Prompt:
In this exercise, reproduce all the entries that follow exactly.

Task data:
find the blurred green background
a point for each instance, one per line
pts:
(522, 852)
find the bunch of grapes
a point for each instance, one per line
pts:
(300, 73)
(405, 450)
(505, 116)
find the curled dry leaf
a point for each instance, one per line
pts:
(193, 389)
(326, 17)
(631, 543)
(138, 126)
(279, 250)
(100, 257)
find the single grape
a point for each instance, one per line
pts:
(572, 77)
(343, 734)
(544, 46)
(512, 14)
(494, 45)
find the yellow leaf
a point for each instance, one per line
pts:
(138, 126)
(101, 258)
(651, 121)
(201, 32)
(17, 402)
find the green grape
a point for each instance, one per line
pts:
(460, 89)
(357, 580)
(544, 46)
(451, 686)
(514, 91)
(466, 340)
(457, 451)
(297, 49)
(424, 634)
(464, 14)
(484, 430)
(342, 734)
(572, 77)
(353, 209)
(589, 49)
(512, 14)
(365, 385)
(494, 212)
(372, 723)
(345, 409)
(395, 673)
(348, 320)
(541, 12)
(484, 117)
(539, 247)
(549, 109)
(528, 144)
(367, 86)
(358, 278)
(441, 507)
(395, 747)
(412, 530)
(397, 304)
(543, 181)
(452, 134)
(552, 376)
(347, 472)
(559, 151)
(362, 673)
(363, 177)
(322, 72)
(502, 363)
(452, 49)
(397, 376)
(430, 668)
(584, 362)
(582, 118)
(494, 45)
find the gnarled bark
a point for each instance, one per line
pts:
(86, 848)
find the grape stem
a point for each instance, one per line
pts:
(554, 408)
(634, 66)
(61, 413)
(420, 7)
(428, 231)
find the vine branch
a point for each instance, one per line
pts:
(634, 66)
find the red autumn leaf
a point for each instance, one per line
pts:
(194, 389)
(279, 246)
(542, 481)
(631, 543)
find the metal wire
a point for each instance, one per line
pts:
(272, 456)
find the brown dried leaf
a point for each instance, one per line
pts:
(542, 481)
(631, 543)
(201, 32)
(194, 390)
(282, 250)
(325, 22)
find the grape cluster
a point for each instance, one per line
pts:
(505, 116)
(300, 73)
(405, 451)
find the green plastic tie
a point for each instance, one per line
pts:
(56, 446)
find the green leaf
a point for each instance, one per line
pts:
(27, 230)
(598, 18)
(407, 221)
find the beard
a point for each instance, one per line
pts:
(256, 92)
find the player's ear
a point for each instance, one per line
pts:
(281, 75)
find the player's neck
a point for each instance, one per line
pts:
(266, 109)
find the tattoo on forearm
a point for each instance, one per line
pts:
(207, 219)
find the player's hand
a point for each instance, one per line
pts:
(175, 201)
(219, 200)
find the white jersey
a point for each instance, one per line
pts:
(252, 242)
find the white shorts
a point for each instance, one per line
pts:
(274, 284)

Solution:
find the blurred green background
a point for each instance, one per line
pts:
(522, 852)
find the bunch of grapes
a point for each instance, one per line
pts:
(300, 73)
(405, 450)
(505, 116)
find the curled dry leaf
a point for each instance, one per line
pts:
(193, 389)
(326, 17)
(631, 543)
(138, 126)
(279, 250)
(100, 257)
find the single grape
a point for each instance, one per line
pts:
(572, 77)
(343, 734)
(544, 46)
(512, 14)
(494, 45)
find the yellow leaf
a point for each instance, one per line
pts:
(138, 126)
(101, 258)
(651, 121)
(201, 32)
(17, 402)
find the green grape
a point for each instance, one per line
pts:
(460, 89)
(357, 580)
(544, 46)
(451, 686)
(514, 91)
(466, 340)
(457, 451)
(297, 49)
(424, 634)
(464, 14)
(484, 430)
(342, 734)
(572, 77)
(353, 209)
(589, 49)
(512, 14)
(365, 385)
(494, 212)
(372, 723)
(345, 409)
(395, 673)
(348, 320)
(541, 12)
(484, 117)
(539, 247)
(549, 109)
(528, 144)
(367, 86)
(358, 278)
(441, 507)
(395, 747)
(412, 530)
(397, 304)
(543, 181)
(452, 134)
(552, 376)
(347, 472)
(559, 151)
(362, 673)
(363, 177)
(322, 72)
(502, 363)
(452, 49)
(397, 376)
(430, 668)
(584, 362)
(582, 118)
(494, 45)
find the gnarled bark
a point for each instance, one per line
pts:
(86, 848)
find the grape stem
a point for each instance, one per line
pts:
(554, 408)
(634, 66)
(61, 413)
(420, 7)
(428, 231)
find the vine branch
a point for each instance, one per line
pts:
(634, 66)
find the red autumn leaf
a point for each instance, one per line
pts:
(194, 389)
(279, 246)
(542, 481)
(631, 543)
find the metal wire
a point for each instance, one per line
pts:
(272, 456)
find the brown dried leaf
a point for each instance, one per line
pts:
(542, 481)
(631, 543)
(201, 32)
(194, 390)
(282, 250)
(325, 22)
find the grape cluster
a point for each instance, one per line
pts:
(505, 116)
(300, 73)
(405, 451)
find the green plastic tie
a point for each instance, one per line
pts:
(56, 446)
find the green leaf
a point for each instance, one per line
pts:
(27, 230)
(598, 18)
(407, 221)
find the beard
a point for each instance, one per line
pts:
(256, 92)
find the player's ear
a point for each instance, one per line
pts:
(281, 75)
find the player's neck
a point for each instance, one per line
pts:
(266, 109)
find the tattoo on forearm
a point for each instance, one per line
pts:
(207, 219)
find the player's hand
a point for each instance, one per line
pts:
(175, 201)
(219, 200)
find the white jersey
a point for each instance, one per line
pts:
(252, 242)
find the white shorts
a point for each instance, one per line
pts:
(274, 284)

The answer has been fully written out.